** Aim of the exercise **
Below are entries with pictures in them. Output exactly the lines starting at the line with "[locate] dark window" and ending at the line with "[locate] asphalt race", both included, but not the pictures.

** Dataset entries **
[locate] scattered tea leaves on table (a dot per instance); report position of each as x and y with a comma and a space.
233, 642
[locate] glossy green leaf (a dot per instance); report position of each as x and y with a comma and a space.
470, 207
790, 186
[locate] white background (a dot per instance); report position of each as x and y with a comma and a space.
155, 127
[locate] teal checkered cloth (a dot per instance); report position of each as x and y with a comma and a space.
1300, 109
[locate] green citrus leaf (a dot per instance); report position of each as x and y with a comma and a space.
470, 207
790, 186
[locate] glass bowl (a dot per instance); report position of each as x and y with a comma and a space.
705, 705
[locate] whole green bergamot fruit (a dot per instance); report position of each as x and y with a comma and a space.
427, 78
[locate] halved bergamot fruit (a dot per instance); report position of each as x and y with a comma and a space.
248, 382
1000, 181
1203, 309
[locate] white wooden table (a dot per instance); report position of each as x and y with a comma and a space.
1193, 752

==

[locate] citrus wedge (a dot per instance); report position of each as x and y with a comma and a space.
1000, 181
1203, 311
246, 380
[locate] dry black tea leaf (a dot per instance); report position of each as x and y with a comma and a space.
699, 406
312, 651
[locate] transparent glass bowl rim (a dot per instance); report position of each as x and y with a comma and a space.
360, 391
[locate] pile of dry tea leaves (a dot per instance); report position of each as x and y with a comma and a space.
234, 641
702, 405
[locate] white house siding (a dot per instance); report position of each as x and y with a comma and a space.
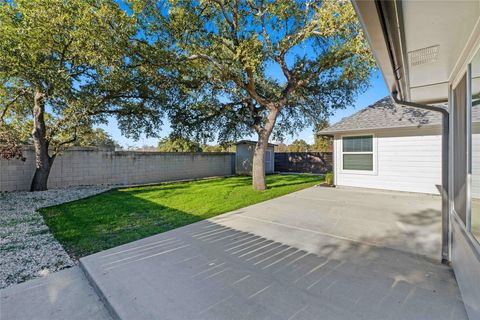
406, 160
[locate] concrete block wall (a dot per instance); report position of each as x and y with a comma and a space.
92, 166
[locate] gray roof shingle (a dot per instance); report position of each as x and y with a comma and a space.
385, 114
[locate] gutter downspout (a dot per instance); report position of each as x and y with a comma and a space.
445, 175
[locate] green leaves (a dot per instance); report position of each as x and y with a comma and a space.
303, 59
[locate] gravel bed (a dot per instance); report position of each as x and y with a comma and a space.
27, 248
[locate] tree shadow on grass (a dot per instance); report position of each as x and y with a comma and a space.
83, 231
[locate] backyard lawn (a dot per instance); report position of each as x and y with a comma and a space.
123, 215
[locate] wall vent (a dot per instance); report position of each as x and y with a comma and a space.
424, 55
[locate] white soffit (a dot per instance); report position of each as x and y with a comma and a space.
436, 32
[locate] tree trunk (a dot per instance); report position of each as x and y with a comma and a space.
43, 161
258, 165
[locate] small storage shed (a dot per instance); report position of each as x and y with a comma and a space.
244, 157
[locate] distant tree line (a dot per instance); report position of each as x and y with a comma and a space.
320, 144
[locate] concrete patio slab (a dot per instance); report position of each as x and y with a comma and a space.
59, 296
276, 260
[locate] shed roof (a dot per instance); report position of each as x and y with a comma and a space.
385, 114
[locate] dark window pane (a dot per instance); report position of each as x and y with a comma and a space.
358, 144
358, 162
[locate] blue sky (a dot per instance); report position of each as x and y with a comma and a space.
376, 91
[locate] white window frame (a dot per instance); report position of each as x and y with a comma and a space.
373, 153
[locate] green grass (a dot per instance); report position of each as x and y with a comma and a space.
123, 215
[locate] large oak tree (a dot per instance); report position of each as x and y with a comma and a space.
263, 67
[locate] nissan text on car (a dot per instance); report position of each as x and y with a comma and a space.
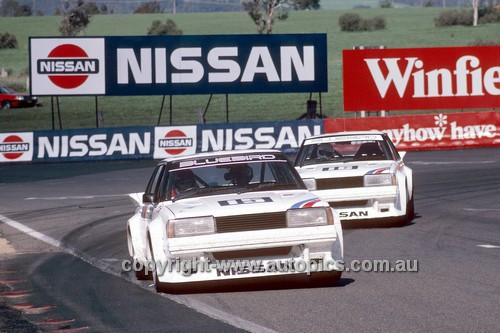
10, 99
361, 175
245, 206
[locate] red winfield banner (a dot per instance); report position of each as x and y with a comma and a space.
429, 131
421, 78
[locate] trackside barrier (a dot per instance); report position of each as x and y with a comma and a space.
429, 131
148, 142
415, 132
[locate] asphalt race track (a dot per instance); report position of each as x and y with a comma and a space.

...

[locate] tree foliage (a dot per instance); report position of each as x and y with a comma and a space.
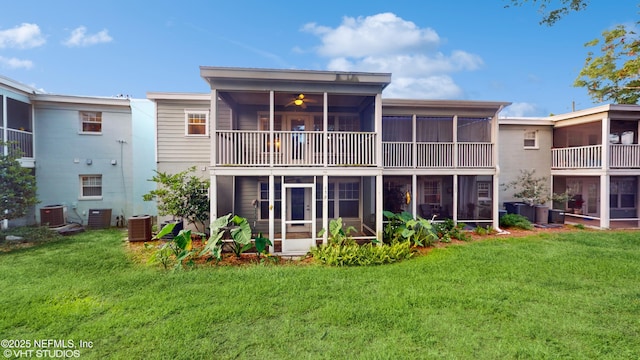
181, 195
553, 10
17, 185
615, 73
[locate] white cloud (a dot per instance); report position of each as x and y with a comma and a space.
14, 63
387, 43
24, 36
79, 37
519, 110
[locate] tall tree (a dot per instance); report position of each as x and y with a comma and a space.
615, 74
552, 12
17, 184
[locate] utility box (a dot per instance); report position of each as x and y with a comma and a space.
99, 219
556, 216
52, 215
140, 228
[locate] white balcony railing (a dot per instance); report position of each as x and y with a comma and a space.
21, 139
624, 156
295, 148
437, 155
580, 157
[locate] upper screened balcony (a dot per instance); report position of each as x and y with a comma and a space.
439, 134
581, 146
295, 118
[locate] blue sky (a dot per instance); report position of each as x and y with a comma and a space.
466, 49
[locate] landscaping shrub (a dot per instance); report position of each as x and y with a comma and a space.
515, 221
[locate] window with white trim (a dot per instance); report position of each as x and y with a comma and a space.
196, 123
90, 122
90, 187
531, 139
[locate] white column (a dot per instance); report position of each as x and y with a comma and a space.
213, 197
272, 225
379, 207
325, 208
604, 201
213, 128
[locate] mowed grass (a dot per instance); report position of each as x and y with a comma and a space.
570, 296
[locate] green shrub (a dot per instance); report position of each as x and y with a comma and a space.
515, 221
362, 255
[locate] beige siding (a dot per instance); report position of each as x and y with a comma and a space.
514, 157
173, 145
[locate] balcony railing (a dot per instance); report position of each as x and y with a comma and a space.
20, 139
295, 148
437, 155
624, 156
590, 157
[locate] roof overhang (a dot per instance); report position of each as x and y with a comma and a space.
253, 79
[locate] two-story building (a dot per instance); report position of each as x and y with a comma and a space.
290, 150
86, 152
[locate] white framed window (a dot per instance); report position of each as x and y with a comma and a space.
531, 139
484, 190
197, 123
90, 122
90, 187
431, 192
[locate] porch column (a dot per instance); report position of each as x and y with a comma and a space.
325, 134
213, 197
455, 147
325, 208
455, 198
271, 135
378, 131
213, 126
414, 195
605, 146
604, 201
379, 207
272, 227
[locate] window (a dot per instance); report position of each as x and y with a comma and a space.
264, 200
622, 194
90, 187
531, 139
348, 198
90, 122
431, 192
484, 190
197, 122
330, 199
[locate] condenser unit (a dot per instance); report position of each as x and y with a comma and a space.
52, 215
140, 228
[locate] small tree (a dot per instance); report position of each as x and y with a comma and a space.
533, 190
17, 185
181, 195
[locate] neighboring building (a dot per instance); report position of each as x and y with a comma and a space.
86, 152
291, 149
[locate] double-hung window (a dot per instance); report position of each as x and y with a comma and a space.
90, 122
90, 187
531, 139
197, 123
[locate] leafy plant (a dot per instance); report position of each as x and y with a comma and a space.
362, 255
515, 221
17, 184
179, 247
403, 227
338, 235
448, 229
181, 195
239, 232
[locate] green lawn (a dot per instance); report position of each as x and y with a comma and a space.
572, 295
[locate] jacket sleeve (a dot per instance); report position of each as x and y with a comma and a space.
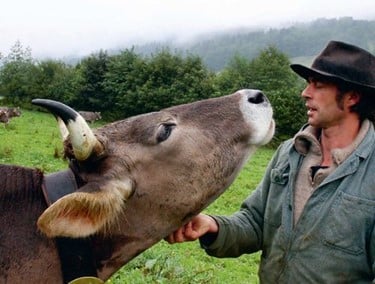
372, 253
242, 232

** Output of the exercise **
[locate] dark window pane (a dot per instance); report position of each as x and y with a comma and a space.
358, 144
358, 162
[locate] blue sky (a dot per instance); report position of each as x and y with a comma and a space.
376, 91
[locate] white window frame (a dot per instance); report position of each as x and y with a comma and a space.
373, 153
[locate] green grass (a dot per instance); report position of each as x and y with a comma and a space.
123, 215
[locate] large oak tree (a dot per instance); report position of each as x and y with a comma and a space.
263, 67
[locate] nissan text on car (a dot per instance); report position of each as x and y with a comma and a space.
10, 99
361, 175
245, 206
[locate] red winfield banner (a dot per instance); report position of each as x and y with a comma and a space.
429, 131
421, 78
[locate] trackside barrier (a dot per instance); report position of each as x and y with a comma and a space.
429, 131
148, 142
415, 132
[locate] asphalt race track (a dot per instance); report position of each as x and y with a comma and a space.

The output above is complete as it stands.